Photo-based referring expression data:
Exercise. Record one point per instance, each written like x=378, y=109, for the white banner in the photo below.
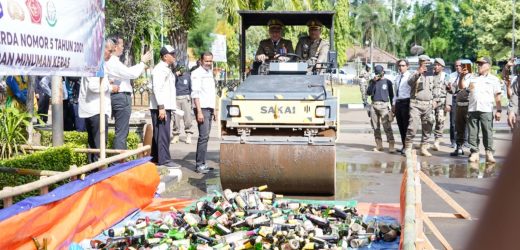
x=218, y=48
x=51, y=37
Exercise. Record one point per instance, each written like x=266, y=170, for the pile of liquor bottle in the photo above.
x=250, y=219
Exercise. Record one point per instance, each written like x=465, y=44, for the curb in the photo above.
x=171, y=177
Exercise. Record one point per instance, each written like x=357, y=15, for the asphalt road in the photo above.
x=368, y=176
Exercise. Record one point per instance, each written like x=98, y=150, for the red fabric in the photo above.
x=84, y=214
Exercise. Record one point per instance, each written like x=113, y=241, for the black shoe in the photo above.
x=457, y=152
x=203, y=169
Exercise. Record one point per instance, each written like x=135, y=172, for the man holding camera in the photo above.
x=512, y=94
x=440, y=84
x=461, y=102
x=483, y=89
x=381, y=92
x=421, y=107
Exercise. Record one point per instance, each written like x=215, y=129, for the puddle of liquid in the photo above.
x=352, y=179
x=464, y=170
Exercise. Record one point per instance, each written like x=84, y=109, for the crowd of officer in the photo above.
x=424, y=98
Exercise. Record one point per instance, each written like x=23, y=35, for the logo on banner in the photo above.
x=15, y=10
x=51, y=14
x=35, y=10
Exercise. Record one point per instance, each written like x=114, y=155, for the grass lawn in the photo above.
x=349, y=94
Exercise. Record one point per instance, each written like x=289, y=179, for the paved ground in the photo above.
x=369, y=176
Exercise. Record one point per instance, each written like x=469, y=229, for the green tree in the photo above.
x=131, y=25
x=199, y=36
x=493, y=28
x=343, y=30
x=181, y=16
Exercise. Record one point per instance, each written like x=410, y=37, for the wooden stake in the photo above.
x=444, y=196
x=8, y=200
x=44, y=190
x=9, y=193
x=436, y=232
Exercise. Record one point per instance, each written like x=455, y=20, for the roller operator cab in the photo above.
x=279, y=128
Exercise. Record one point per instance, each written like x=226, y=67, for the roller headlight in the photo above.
x=234, y=111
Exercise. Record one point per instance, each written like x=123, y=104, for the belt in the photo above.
x=420, y=101
x=126, y=93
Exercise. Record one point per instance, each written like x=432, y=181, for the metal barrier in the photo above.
x=43, y=184
x=415, y=217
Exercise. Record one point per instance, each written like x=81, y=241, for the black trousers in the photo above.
x=452, y=119
x=161, y=137
x=402, y=115
x=43, y=107
x=92, y=124
x=69, y=116
x=121, y=111
x=202, y=142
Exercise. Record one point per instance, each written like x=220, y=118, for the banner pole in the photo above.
x=57, y=111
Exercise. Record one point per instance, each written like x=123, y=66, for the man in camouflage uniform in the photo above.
x=312, y=48
x=512, y=95
x=275, y=46
x=421, y=101
x=381, y=92
x=440, y=82
x=364, y=77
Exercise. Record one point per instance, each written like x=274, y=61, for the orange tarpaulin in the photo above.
x=85, y=213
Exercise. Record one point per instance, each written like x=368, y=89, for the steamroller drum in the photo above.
x=286, y=169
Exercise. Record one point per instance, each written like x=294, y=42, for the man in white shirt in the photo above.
x=204, y=97
x=401, y=107
x=89, y=104
x=119, y=76
x=482, y=90
x=162, y=103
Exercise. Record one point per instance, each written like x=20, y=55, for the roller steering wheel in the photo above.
x=293, y=56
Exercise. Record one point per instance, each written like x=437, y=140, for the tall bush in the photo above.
x=13, y=131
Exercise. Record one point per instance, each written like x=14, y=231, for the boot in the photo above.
x=436, y=145
x=489, y=157
x=458, y=151
x=473, y=157
x=379, y=145
x=391, y=147
x=175, y=139
x=408, y=149
x=424, y=150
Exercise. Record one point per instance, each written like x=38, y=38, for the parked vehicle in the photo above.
x=341, y=76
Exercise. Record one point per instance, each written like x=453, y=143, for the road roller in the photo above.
x=279, y=126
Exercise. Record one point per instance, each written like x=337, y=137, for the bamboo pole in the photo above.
x=78, y=150
x=441, y=193
x=44, y=190
x=29, y=104
x=102, y=136
x=436, y=232
x=410, y=214
x=419, y=227
x=27, y=171
x=9, y=193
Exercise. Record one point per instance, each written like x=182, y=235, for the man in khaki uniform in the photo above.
x=312, y=48
x=421, y=102
x=381, y=92
x=364, y=77
x=274, y=47
x=440, y=82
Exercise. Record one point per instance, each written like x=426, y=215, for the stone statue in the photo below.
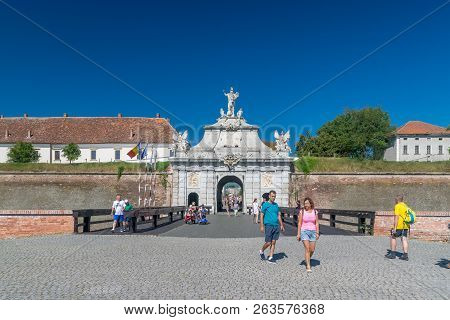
x=239, y=113
x=181, y=143
x=232, y=96
x=281, y=141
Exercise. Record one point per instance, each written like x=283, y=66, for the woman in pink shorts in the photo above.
x=308, y=229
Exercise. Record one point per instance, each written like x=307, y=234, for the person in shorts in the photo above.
x=270, y=225
x=308, y=229
x=255, y=210
x=117, y=211
x=400, y=229
x=128, y=207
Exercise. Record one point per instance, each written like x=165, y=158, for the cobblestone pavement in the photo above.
x=174, y=267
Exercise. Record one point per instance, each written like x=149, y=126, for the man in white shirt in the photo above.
x=117, y=211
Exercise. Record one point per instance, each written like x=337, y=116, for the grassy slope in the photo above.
x=110, y=167
x=313, y=164
x=308, y=164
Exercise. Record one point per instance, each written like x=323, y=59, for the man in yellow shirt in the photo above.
x=400, y=229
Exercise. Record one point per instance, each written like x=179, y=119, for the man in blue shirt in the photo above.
x=270, y=225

== What the task asks ==
Once the pictures are set aside, restate the remaining data above exactly.

== Reply ==
Exercise. Record one point per instance, each written like x=378, y=109, for the white banner in the photo below.
x=218, y=48
x=51, y=37
Exercise. Record one point per instance, each written like x=266, y=170, for the pile of liquor bottle in the photo above.
x=250, y=219
Exercise. Record one point per instance, each written like x=465, y=44, for the curb in the photo above.
x=171, y=177
Exercise. Record one point per instance, each written like x=357, y=15, for the asphalt road in the photo above.
x=368, y=176
Exercise. Record one point per instance, each written like x=98, y=150, for the red fabric in the photo above.
x=84, y=214
Exercise. Record one point per instance, each written like x=113, y=241, for the black shoe in the photo above.
x=457, y=152
x=203, y=169
Exercise. Record one point per instance, each written like x=135, y=172, for the man holding camera in the photo above.
x=512, y=94
x=440, y=84
x=461, y=102
x=483, y=89
x=381, y=92
x=421, y=107
Exercise. Record one point per instance, each written like x=215, y=129, for the puddle of liquid in the photo above.
x=352, y=179
x=464, y=170
Exercise. Record one point per instance, each written like x=84, y=109, for the crowd of officer in the photo above.
x=424, y=98
Exercise. Record one point per instance, each written like x=23, y=35, for the logo on banner in the photo above.
x=15, y=10
x=51, y=14
x=35, y=10
Exercise. Record one point per instance, each written like x=114, y=155, for the grass lawn in the photo above.
x=349, y=94
Exercise. Record one point per instance, each written like x=289, y=179, for the paved ground in the photo above.
x=369, y=176
Exercise. Record one point per instance, each written like x=469, y=229, for the green tree in the photo above.
x=131, y=25
x=199, y=36
x=493, y=28
x=343, y=30
x=181, y=16
Exercise. Record one point per instance, each written like x=410, y=37, for the wooden stake in the photo above.
x=444, y=196
x=8, y=200
x=44, y=190
x=9, y=193
x=436, y=232
Exercise. Record one point per instance, each written like x=455, y=20, for the roller operator cab in the photo above.
x=279, y=128
Exercise. Record one point per instance, each written like x=226, y=67, for the roller headlight in the photo above.
x=234, y=111
Exercise. Record one point per instance, each written like x=123, y=104, for the belt in the photo above.
x=420, y=101
x=126, y=93
Exercise. Record one point per instance, each written like x=432, y=181, for the metal barrier in the photo above.
x=43, y=184
x=415, y=217
Exercise. Record one point per instance, each written like x=81, y=241, for the black trousers in the photo above.
x=452, y=119
x=161, y=137
x=402, y=115
x=43, y=107
x=92, y=124
x=69, y=116
x=121, y=111
x=202, y=142
Exercise. Record one point per instance, each written like x=220, y=118, for the banner pole in the photo above.
x=57, y=111
Exercise. Record one point per instance, each written like x=123, y=66, for the man in camouflage uniform in the photo above.
x=312, y=48
x=512, y=95
x=275, y=46
x=421, y=101
x=381, y=92
x=440, y=82
x=364, y=77
Exercise. Record one point per instance, each written like x=274, y=61, for the orange tarpaulin in the photo above.
x=85, y=213
Exercise. Record one point per instance, each written like x=368, y=89, for the steamroller drum in the photo above.
x=286, y=169
Exercise. Record one point per instance, each written like x=294, y=42, for the man in white shirt in the photo above.
x=204, y=97
x=401, y=107
x=89, y=104
x=119, y=76
x=482, y=90
x=162, y=103
Exercise. Record one point per instance, each written like x=20, y=55, for the roller steering wheel in the photo above.
x=293, y=56
Exercise. Record one point per instance, each written like x=437, y=140, for the tall bush in the photo above.
x=13, y=131
Exercise. Record one point per instance, each written like x=14, y=231, for the boot in the photo above.
x=436, y=145
x=489, y=157
x=458, y=151
x=473, y=157
x=379, y=145
x=391, y=147
x=175, y=139
x=408, y=149
x=424, y=150
Exercise. Record one point per instance, each written like x=38, y=38, for the parked vehicle in the photo above.
x=341, y=76
Exercise. Record one point per instance, each written like x=453, y=143, for the road roller in the photo above.
x=279, y=126
Exercise. Record one point per instance, each written like x=337, y=137, for the bamboo pole in the photo above.
x=78, y=150
x=441, y=193
x=44, y=190
x=29, y=104
x=102, y=136
x=436, y=232
x=410, y=214
x=419, y=227
x=27, y=171
x=9, y=193
Exercise. Record one point per instance, each written like x=182, y=235, for the man in khaki uniform in the photo above.
x=312, y=48
x=421, y=102
x=381, y=92
x=364, y=77
x=274, y=47
x=440, y=82
Exercise. Record one point per instance, each written like x=426, y=215, for the stone statue in the photo below.
x=239, y=113
x=181, y=143
x=232, y=96
x=281, y=141
Exercise. Record one point per instance, each written like x=283, y=66, for the woman in pink shorts in the photo above.
x=308, y=229
Exercise. Record one point per instance, each written like x=307, y=234, for the person in shorts in the photo above.
x=270, y=225
x=308, y=229
x=255, y=210
x=117, y=211
x=400, y=229
x=128, y=207
Exercise. Record one point per instance, each written like x=165, y=158, for the cobblestone pavement in the photo above.
x=174, y=267
Exercise. Record one point per instance, each written like x=149, y=126, for the man in white shirt in the photo above.
x=117, y=211
Exercise. Record one point per instance, each written like x=337, y=116, for the grassy slope in the photo above.
x=110, y=167
x=313, y=164
x=308, y=164
Exercise. Record one point per instance, each written like x=323, y=59, for the man in yellow shirt in the photo above.
x=400, y=229
Exercise. Record one point per instance, each written like x=179, y=119, for the man in blue shirt in the photo above.
x=270, y=225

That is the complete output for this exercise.